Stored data
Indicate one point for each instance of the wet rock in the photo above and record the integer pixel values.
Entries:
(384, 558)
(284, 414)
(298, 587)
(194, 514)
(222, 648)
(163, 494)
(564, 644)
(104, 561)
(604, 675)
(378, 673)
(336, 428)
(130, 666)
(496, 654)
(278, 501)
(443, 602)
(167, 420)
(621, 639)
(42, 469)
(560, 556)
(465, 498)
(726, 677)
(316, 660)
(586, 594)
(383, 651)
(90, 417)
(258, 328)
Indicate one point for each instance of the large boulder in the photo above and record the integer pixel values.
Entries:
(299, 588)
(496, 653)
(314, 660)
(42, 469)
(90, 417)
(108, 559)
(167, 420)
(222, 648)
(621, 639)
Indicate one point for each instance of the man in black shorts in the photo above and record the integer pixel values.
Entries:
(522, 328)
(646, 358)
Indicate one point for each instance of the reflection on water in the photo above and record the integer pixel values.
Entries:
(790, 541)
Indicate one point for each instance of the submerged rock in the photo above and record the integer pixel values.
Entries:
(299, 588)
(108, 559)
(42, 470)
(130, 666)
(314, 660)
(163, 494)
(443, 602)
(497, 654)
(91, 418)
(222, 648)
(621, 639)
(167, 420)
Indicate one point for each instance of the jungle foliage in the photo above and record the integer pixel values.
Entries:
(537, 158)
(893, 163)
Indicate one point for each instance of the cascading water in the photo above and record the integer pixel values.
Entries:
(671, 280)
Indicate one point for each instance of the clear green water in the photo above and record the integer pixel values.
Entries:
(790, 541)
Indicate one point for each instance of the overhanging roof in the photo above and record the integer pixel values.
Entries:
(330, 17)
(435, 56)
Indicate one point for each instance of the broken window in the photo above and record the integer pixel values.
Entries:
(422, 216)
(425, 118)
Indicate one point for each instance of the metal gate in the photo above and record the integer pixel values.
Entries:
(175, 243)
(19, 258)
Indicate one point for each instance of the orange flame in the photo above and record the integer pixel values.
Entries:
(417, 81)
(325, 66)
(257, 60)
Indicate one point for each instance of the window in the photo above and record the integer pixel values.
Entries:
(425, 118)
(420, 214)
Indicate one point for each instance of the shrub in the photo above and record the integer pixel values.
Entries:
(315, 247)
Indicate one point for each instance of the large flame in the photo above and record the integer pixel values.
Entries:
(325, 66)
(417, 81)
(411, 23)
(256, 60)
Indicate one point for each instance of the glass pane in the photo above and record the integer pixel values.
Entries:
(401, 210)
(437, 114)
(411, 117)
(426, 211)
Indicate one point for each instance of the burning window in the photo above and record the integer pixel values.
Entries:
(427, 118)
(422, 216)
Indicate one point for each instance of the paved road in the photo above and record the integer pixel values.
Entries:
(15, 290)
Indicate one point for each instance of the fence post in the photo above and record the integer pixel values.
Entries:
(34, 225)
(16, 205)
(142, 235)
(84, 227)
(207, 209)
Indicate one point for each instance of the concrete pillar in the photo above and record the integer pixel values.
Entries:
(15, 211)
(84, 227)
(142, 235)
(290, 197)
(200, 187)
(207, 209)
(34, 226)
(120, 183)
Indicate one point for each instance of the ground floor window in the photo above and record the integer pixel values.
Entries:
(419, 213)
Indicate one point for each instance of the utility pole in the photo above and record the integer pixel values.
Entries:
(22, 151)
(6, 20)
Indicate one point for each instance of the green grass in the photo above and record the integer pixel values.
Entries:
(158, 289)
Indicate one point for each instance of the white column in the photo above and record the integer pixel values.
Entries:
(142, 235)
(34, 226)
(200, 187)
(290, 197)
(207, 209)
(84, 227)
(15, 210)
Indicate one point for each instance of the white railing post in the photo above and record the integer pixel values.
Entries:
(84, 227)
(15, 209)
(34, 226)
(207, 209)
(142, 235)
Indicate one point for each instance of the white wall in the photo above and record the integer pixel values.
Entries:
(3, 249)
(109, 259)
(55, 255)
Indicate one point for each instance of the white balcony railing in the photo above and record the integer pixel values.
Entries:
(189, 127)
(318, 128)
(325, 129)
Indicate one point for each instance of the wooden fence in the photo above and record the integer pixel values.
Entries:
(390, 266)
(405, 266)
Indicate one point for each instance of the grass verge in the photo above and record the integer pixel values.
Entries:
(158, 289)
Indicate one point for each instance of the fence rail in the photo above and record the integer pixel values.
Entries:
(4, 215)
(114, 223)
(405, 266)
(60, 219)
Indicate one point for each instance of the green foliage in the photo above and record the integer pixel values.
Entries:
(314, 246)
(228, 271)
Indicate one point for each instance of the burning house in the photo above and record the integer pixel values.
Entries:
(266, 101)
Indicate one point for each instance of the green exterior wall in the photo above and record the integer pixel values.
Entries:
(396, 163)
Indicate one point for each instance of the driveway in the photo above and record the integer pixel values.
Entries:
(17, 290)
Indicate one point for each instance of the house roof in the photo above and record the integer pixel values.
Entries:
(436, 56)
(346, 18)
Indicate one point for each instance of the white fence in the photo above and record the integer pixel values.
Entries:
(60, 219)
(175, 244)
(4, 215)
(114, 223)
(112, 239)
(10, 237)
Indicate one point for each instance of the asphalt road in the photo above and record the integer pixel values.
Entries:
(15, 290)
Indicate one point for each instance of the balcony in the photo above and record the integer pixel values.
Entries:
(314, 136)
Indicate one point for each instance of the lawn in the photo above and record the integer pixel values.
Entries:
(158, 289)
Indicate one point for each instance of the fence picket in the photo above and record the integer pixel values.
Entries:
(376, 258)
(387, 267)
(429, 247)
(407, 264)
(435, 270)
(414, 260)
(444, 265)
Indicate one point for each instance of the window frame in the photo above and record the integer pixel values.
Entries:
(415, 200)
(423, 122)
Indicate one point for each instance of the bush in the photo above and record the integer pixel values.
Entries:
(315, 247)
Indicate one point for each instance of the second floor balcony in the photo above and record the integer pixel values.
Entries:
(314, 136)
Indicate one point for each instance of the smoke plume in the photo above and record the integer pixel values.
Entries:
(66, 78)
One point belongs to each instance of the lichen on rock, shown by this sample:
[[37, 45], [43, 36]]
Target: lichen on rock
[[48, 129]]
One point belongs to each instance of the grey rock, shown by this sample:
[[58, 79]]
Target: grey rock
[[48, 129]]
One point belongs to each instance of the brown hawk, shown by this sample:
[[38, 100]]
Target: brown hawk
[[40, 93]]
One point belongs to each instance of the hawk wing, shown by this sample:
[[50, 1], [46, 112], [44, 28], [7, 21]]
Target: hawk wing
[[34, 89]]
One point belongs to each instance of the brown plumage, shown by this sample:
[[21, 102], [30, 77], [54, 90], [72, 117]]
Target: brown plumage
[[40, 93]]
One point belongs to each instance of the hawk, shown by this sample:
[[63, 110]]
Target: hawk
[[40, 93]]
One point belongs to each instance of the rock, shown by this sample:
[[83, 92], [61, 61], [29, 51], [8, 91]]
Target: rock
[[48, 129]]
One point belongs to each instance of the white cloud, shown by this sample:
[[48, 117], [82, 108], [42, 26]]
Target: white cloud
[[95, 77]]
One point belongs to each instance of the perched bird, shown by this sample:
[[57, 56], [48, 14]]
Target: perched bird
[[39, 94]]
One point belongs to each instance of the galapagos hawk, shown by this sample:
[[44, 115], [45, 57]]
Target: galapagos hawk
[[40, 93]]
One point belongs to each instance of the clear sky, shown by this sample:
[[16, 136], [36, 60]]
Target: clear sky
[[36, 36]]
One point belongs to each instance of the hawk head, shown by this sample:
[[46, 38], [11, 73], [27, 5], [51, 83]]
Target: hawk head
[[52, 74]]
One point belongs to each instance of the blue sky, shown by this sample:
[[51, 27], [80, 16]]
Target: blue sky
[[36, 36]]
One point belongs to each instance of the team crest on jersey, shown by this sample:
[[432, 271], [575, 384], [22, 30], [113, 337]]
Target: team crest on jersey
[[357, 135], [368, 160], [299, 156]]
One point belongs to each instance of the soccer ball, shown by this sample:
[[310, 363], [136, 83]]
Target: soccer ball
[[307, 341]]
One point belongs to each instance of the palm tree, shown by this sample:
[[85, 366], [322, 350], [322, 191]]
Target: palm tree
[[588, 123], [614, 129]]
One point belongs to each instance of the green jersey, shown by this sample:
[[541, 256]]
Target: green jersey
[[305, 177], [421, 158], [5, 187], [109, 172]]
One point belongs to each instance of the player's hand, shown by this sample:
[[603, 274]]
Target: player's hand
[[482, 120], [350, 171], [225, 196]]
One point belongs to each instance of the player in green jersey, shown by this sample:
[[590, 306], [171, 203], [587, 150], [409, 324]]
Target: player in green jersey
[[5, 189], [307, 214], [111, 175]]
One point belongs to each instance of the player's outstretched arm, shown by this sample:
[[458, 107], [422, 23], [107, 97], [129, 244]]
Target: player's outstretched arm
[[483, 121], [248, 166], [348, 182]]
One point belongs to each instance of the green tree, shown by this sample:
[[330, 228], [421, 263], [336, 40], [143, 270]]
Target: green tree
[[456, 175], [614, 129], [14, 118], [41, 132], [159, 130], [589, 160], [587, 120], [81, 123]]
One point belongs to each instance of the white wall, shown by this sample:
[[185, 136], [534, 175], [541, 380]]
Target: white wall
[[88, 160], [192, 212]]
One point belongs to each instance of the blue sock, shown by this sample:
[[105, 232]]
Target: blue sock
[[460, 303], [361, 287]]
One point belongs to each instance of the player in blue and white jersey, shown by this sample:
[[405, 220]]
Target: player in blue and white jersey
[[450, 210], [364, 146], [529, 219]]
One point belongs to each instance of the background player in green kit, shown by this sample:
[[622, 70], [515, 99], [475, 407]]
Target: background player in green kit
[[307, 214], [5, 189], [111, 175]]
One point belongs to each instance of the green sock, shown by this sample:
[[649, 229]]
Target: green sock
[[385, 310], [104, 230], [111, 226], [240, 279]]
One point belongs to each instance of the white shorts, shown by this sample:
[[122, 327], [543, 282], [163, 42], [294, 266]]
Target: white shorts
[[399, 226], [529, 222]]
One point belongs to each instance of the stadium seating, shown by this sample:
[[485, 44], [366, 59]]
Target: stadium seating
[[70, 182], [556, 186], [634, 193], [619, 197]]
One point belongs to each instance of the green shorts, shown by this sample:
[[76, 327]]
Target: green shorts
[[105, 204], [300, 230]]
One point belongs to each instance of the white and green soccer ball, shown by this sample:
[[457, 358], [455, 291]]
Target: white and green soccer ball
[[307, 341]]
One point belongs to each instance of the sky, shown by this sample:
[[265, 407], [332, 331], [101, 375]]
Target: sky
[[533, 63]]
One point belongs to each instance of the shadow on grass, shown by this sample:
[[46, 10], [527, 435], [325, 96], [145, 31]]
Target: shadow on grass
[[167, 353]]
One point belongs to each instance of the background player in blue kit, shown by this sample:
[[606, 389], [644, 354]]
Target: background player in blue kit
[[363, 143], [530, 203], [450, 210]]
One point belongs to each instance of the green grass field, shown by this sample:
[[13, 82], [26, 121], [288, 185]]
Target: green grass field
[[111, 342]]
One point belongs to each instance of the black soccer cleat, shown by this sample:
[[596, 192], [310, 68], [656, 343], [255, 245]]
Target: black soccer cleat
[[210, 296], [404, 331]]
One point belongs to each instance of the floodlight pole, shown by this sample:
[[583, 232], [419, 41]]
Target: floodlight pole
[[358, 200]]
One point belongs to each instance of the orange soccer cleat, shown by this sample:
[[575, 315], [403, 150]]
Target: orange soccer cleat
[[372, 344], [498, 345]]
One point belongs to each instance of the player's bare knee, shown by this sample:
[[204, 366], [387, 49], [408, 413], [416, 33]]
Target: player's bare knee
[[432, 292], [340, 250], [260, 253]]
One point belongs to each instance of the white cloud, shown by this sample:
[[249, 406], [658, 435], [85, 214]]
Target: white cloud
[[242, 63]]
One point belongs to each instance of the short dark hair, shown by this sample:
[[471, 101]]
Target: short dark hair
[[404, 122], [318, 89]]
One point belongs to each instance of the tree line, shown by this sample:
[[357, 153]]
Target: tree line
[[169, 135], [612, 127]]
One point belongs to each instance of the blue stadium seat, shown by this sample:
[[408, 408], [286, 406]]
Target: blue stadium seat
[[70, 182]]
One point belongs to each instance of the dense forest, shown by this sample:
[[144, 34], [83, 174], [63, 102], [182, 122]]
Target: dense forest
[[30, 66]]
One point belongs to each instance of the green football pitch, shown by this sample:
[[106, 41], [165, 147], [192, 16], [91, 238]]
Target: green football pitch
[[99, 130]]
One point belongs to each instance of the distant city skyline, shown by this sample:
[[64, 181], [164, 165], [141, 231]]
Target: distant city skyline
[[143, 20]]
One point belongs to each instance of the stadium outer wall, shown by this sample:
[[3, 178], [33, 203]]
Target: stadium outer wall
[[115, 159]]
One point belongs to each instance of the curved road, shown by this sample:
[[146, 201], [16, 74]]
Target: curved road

TO DO
Reproduce the lines above, beginning at the line with "Target: white shorts" and stopping after the line with "[[606, 389], [644, 354]]", exactly as they are.

ANSWER FOR THE TASK
Target: white shorts
[[399, 226], [529, 222]]
One point belongs to each instance of the stadium seating, shown by this sample:
[[485, 44], [366, 59]]
Target: stadium seating
[[70, 182], [556, 186], [634, 193], [619, 197]]
One point belongs to each instance of the green shorts, shown by this sample:
[[76, 327]]
Target: green shorts
[[105, 204], [300, 230]]
One point belongs to each instance of the white and green soccer ball, shown by this sample:
[[457, 358], [455, 291]]
Target: white and green soccer ball
[[307, 341]]
One point belongs to each instance of the sky, shown by this sample:
[[265, 407], [332, 331], [101, 375]]
Target: sky
[[533, 63]]
One point belongs to each instance of the shadow on grass, shown by this sample:
[[46, 10], [527, 435], [325, 96], [145, 31]]
Target: shadow on grass
[[167, 353]]
One point belongs to each instance of the background player in blue kit, shown by this sample:
[[606, 389], [644, 354]]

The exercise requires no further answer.